- [TASK OBJECTIVE]:
Copy the stretch of the material below from the line containing "Would you mind annotating the navy" through the end of the material, word for word.

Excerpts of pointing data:
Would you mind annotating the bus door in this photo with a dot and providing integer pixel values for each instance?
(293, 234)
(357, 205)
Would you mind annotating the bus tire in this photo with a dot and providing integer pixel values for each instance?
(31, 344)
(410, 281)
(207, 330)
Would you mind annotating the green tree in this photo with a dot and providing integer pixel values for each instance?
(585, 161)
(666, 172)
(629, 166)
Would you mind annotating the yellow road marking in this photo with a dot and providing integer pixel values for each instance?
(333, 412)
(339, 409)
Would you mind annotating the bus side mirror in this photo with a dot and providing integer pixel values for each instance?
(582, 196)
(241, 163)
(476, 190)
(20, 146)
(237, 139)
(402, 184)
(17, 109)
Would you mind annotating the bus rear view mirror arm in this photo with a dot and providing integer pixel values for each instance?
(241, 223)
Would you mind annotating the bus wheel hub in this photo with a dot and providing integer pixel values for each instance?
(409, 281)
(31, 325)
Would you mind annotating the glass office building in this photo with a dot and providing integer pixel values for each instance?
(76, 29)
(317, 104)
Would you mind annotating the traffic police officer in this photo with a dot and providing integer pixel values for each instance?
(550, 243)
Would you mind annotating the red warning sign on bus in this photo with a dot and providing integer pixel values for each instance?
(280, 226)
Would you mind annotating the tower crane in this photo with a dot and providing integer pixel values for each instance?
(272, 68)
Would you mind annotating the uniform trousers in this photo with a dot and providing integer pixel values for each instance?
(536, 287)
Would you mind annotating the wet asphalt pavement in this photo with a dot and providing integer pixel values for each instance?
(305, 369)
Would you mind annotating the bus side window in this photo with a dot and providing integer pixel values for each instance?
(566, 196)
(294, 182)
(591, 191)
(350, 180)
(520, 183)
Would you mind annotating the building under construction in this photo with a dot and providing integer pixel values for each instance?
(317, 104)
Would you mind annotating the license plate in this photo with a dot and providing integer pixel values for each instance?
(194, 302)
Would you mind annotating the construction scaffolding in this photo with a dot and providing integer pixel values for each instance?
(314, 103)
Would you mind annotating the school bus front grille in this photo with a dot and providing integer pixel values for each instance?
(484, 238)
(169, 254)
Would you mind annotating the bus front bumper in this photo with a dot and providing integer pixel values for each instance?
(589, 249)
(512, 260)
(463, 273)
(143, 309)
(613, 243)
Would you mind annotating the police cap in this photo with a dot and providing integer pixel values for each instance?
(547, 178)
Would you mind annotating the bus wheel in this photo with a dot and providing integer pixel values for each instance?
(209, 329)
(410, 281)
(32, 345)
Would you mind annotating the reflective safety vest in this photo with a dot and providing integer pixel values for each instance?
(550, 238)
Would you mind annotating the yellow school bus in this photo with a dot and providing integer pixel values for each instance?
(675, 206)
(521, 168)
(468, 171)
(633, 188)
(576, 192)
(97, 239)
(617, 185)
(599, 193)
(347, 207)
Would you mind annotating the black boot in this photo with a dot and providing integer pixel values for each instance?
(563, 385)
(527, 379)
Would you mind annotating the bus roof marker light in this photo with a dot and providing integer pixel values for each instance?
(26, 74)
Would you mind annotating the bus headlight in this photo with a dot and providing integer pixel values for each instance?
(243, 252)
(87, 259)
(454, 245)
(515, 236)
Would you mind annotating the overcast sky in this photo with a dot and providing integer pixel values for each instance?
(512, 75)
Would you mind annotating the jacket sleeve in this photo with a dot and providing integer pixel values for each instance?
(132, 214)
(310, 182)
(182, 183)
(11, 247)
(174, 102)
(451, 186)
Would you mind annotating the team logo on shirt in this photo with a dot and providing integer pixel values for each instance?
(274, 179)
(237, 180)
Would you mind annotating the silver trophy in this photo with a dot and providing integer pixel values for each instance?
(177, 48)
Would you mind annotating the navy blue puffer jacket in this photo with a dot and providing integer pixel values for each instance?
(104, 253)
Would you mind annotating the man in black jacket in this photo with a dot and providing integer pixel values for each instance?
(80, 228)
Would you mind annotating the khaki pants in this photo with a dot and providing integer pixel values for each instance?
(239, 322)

- [SOLUTION TO THE EXERCISE]:
Would you mind annotating the navy blue puffer jacket in this photo with a dot and providing integer pixel values for each instance?
(104, 253)
Would you mind annotating the man in black jacket in this photo with a dot and providing integer pixel values for each instance?
(80, 228)
Would you mind annotating the khaki pants in this photo with a dot and providing integer pixel values for each instance?
(239, 322)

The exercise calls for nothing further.